__TASK REQUIREMENTS__
1 > According to the article about Yevgeny Rodionov, what is he painted to look like in one icon?
2 > Explain why the article about Yevgeny Rodionov calls him Russia's unofficial saint.

__DOCUMENT SECTION__
======

MARTYR
EVGENY RODIONOV
From Village Boy to
Soldier, Martyr and, Many Say, Saint
November 21, 2003 - By Seth
Mydans, The New York Times
Shoulders back, chest out, the young
soldier stands as if on parade in his camouflage fatigues - his boots
polished, his rifle at his shoulder, a halo around his head. His face is the blank mask of a man for whom duty is life.
It is not easy being a soldier, or a saint. Portraits
of this young man, Yevgeny Rodionov, are spreading around Russia -
sometimes in uniform, sometimes in a robe, sometimes armed, sometimes
holding a cross, but always with his halo.
He is Russia's new unofficial saint, a
casualty of the war in Chechnya who has been canonized not by the
Russian Orthodox Church but by a groundswell of popular adoration. The portraits are religious icons, venerated in homes and
churches where Private Rodionov has become the focus of a minor cult
that seems to fill a nationalist hunger for popular heroes. In one icon he is painted to look like a medieval Russian
knight. In another he is included, in full uniform, in a group portrait
of the last czar and his family, under the gaze of Jesus. Church officials say all of this breaks religious law.

======

__DATA PROVIDED__

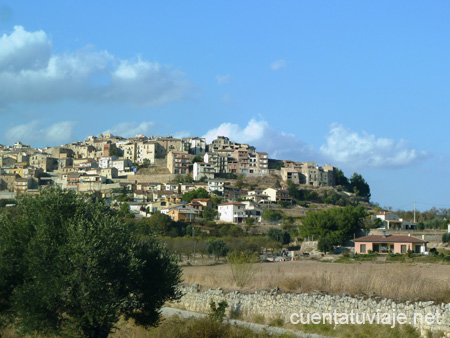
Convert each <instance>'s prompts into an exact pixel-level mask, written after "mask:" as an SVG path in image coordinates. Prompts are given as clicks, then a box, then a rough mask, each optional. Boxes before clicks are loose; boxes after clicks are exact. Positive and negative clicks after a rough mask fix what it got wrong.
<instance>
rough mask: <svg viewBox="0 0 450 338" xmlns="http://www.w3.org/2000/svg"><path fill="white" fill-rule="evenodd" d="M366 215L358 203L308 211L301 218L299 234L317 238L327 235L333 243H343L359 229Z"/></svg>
mask: <svg viewBox="0 0 450 338" xmlns="http://www.w3.org/2000/svg"><path fill="white" fill-rule="evenodd" d="M366 216H367V213H366V210H365V209H364V208H363V207H362V206H360V205H358V206H356V207H353V206H346V207H344V208H332V209H327V210H320V211H312V212H308V213H307V214H306V216H305V217H304V218H303V219H302V226H301V227H300V234H301V235H302V236H303V237H306V236H314V237H315V238H319V239H321V238H325V237H327V241H328V242H331V243H333V245H338V244H344V242H345V241H346V240H348V239H350V238H352V236H353V234H354V233H355V232H357V231H358V230H359V229H360V227H361V226H362V220H363V218H364V217H366Z"/></svg>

======

__RESULTS OF THE TASKS__
1 > A medieval Russian knight.

2 > He has been canonized not by the Russian Orthodox Church but by a groundswell of popular adoration. Portraits of him are venerated as religious icons in homes and churches, although church officials say this breaks religious law.